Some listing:
** BEGIN **

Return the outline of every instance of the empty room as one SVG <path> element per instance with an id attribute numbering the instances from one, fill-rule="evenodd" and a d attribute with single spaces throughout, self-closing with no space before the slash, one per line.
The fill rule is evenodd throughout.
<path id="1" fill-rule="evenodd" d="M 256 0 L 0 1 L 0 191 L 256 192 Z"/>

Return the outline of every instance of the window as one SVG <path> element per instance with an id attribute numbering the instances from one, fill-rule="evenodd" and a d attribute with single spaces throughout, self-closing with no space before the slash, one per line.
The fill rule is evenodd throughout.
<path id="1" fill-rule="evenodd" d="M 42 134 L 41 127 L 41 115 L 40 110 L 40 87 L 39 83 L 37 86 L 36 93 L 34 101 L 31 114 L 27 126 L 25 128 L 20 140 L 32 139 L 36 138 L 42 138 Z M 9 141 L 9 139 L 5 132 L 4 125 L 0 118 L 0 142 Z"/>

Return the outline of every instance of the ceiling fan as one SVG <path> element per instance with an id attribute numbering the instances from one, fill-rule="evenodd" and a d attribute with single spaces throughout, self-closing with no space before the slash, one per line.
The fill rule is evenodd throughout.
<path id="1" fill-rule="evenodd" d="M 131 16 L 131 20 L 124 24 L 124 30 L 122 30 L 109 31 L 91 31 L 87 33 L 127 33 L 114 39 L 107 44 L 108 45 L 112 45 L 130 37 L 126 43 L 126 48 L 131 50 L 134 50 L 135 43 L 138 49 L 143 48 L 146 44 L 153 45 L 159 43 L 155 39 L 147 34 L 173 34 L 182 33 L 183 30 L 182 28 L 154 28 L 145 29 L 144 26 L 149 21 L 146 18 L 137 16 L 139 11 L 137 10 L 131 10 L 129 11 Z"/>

** END **

◆ **Aim of the exercise**: Count the lines of the listing that contain the string "with", treating case as significant. Give only the number.

◆ **Exercise result**: 3